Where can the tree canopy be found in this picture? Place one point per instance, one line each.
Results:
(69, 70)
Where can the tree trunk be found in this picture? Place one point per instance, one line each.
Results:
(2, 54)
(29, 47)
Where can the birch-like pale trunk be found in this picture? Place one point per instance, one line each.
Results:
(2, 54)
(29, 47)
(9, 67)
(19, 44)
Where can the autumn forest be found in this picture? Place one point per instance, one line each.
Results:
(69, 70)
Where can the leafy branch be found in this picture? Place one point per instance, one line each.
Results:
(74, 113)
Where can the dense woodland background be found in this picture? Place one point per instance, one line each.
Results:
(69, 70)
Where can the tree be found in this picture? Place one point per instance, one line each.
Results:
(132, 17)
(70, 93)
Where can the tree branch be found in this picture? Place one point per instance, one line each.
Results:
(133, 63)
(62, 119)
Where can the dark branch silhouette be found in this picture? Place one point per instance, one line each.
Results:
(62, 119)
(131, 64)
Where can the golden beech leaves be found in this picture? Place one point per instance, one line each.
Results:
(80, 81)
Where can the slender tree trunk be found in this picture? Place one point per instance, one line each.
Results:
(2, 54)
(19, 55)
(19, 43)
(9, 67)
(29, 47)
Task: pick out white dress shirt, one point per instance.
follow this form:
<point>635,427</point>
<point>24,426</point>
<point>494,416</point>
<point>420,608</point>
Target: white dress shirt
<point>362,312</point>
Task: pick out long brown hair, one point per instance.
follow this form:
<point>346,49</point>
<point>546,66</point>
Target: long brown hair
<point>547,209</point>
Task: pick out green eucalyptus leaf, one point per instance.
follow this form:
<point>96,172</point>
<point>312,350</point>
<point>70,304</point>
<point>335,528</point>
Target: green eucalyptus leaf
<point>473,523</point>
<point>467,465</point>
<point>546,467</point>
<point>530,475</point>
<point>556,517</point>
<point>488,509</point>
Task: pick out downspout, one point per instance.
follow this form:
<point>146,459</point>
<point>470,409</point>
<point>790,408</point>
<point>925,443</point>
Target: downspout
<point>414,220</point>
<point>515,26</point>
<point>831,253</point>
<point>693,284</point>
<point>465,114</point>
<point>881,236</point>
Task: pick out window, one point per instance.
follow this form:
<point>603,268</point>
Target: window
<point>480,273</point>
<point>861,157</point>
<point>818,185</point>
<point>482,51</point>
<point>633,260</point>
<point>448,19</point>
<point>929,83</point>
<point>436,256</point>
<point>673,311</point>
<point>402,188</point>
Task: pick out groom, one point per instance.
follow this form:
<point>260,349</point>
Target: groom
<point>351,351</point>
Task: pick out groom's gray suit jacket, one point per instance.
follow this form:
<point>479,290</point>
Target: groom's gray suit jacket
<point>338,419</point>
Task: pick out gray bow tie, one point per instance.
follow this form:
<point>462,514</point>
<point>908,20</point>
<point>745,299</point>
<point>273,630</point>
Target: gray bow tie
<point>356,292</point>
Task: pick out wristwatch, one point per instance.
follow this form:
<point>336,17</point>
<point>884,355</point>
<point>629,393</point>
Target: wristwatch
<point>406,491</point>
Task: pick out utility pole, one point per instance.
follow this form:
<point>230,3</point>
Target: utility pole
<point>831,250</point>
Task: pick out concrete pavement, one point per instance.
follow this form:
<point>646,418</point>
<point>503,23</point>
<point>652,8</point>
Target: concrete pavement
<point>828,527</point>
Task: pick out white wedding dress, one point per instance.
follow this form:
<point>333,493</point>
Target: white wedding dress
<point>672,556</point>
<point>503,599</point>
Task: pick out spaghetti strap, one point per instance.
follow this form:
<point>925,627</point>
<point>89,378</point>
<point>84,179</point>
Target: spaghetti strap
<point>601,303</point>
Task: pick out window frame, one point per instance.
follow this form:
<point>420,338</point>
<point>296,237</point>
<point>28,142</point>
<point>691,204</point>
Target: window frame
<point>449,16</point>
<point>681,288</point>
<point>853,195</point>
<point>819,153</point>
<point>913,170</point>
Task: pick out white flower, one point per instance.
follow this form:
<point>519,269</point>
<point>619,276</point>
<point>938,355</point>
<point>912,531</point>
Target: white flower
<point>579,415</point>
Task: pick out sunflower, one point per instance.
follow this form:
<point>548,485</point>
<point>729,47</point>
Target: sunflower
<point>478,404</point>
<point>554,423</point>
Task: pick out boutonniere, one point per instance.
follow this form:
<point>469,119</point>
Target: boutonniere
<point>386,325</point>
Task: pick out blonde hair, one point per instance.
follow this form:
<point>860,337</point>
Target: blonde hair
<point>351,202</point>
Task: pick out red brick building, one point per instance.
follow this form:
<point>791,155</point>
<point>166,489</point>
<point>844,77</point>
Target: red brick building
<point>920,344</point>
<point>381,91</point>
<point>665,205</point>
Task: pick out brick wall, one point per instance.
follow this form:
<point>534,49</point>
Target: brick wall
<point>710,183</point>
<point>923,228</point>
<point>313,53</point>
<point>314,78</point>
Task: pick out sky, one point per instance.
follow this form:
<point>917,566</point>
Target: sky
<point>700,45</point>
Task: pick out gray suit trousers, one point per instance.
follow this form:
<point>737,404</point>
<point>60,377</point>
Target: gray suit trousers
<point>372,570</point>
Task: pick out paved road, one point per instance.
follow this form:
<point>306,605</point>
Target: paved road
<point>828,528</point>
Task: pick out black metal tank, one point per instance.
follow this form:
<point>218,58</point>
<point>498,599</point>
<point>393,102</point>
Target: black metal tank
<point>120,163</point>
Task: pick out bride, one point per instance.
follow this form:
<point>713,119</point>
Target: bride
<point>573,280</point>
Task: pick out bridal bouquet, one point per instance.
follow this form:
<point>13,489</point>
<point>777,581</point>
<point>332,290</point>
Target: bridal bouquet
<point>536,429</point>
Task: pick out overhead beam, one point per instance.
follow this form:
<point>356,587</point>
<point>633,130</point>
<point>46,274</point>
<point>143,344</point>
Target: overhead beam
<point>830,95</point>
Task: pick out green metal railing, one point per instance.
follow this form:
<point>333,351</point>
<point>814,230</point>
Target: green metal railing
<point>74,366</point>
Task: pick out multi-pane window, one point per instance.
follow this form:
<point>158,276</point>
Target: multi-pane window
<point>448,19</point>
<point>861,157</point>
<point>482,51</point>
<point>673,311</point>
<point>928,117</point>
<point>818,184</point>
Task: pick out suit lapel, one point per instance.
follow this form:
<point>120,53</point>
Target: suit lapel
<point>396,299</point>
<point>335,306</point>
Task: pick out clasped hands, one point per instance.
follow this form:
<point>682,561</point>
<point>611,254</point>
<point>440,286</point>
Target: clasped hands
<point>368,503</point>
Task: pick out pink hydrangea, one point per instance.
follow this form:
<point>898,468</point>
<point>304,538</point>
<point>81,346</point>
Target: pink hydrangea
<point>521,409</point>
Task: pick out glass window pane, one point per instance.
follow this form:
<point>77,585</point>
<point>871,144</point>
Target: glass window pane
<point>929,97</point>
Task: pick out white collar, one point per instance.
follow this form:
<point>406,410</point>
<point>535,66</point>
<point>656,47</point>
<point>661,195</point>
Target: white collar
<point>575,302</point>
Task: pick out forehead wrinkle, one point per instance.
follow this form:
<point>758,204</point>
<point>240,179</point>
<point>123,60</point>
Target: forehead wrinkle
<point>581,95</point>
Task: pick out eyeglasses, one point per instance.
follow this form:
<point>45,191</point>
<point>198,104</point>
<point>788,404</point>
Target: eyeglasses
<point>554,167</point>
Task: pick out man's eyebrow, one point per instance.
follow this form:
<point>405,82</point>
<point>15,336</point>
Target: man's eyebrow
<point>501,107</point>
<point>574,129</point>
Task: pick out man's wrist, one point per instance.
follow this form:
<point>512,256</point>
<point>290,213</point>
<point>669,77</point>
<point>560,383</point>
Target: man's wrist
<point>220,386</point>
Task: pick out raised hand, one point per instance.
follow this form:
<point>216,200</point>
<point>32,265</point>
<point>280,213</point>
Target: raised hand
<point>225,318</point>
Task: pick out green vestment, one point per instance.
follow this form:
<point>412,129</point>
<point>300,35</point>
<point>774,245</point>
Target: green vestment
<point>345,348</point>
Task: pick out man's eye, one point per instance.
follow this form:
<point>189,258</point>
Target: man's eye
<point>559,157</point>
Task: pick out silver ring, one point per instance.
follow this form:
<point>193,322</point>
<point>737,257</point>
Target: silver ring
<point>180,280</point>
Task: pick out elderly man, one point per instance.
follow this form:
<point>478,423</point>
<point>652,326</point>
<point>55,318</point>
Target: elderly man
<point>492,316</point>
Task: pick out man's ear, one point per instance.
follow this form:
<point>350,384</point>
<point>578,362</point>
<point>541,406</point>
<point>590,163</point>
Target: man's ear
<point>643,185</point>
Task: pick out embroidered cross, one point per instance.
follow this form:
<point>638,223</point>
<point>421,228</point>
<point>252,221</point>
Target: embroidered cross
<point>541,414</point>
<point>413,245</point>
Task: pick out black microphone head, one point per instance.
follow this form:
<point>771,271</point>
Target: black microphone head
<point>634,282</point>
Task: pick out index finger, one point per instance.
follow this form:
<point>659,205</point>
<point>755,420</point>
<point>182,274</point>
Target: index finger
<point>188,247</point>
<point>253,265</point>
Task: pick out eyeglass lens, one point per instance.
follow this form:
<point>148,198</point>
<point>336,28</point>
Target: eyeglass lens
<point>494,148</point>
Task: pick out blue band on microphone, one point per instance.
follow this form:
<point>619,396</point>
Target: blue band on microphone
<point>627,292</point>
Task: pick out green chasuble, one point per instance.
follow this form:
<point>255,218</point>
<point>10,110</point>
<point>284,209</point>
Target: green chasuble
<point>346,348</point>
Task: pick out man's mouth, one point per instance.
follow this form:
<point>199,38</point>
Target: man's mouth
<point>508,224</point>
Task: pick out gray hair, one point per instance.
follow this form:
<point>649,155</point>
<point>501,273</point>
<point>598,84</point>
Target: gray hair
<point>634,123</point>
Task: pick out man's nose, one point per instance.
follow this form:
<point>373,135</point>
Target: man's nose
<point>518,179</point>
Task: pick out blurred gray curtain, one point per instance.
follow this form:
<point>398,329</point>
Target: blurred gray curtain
-----
# The problem
The listing above holds a line with "<point>312,350</point>" and a line with "Task: pick out groom's". Print the stretch from the first through the second, exactly and alone.

# Reply
<point>312,350</point>
<point>70,304</point>
<point>335,528</point>
Target: green eucalyptus leaf
<point>473,523</point>
<point>467,465</point>
<point>546,467</point>
<point>530,475</point>
<point>556,517</point>
<point>488,509</point>
Task: pick out downspout, one point per instance.
follow this form:
<point>146,459</point>
<point>470,409</point>
<point>790,408</point>
<point>925,443</point>
Target: downspout
<point>414,220</point>
<point>515,26</point>
<point>831,253</point>
<point>693,284</point>
<point>465,114</point>
<point>881,236</point>
Task: pick out window, one point per instance.
follow this form:
<point>603,268</point>
Target: window
<point>480,273</point>
<point>861,157</point>
<point>818,185</point>
<point>482,51</point>
<point>633,260</point>
<point>448,19</point>
<point>929,83</point>
<point>436,256</point>
<point>673,311</point>
<point>402,188</point>
Task: pick out groom, one point per instance.
follow this form:
<point>260,349</point>
Target: groom
<point>351,351</point>
Task: pick out groom's gray suit jacket, one point per instance.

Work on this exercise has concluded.